THE TASK: Nothing but the lines from the one containing "find the dark" to the end of the data should be returned, each exactly as written.

RECORDED DATA:

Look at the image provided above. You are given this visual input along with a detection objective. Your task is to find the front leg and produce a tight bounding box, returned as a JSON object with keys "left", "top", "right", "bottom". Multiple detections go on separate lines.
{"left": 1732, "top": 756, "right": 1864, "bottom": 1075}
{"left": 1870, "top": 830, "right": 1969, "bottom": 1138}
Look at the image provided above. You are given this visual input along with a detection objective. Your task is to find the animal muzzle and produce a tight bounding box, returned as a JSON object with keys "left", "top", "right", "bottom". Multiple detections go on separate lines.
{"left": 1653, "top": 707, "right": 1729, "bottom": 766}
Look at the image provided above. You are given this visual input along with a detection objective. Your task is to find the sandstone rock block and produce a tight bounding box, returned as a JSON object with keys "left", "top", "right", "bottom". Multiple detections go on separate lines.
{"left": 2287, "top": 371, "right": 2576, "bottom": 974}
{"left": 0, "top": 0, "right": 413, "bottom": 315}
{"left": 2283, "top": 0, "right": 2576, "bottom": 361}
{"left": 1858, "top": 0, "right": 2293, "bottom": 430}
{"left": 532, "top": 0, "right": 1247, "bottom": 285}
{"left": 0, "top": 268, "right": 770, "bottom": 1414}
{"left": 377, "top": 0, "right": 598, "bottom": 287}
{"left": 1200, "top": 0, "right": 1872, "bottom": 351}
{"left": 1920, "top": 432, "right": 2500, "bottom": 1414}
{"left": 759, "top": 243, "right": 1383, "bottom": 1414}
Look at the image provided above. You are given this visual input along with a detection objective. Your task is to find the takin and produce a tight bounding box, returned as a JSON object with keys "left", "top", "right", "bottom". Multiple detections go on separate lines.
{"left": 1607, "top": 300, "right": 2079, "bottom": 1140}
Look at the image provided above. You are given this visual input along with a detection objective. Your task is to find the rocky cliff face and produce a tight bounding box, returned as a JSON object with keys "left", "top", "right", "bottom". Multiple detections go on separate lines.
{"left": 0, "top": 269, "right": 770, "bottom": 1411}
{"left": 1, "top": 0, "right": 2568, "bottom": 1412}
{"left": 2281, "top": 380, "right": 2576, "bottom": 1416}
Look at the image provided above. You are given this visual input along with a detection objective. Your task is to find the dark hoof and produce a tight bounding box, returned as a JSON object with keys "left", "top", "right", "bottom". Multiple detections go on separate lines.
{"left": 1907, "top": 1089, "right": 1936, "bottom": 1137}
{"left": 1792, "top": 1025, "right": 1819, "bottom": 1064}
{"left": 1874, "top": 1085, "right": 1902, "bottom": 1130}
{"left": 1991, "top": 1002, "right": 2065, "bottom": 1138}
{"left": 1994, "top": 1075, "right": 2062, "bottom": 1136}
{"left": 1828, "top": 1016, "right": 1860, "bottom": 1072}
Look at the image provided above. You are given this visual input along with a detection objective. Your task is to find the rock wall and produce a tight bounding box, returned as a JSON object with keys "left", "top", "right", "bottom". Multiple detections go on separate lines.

FINISHED EXERCISE:
Look at the image provided above. You are given this visual input along with a detection objective. Your task is to find the dark hoof and produce a tight bounding box, returned as a JSON object with keys "left", "top", "right", "bottom". Multiple detections go on separate lines.
{"left": 1907, "top": 1089, "right": 1936, "bottom": 1137}
{"left": 1792, "top": 1025, "right": 1819, "bottom": 1064}
{"left": 1874, "top": 1085, "right": 1902, "bottom": 1130}
{"left": 1991, "top": 1002, "right": 2065, "bottom": 1138}
{"left": 1994, "top": 1075, "right": 2062, "bottom": 1136}
{"left": 1828, "top": 1016, "right": 1860, "bottom": 1072}
Look at the image provided above. You are given this visual input along with a detection objective. Your task is to find the rock wall and produce a tight bounding box, returned as a JSON object with keys "left", "top", "right", "bottom". Multiple detections go on separate lines.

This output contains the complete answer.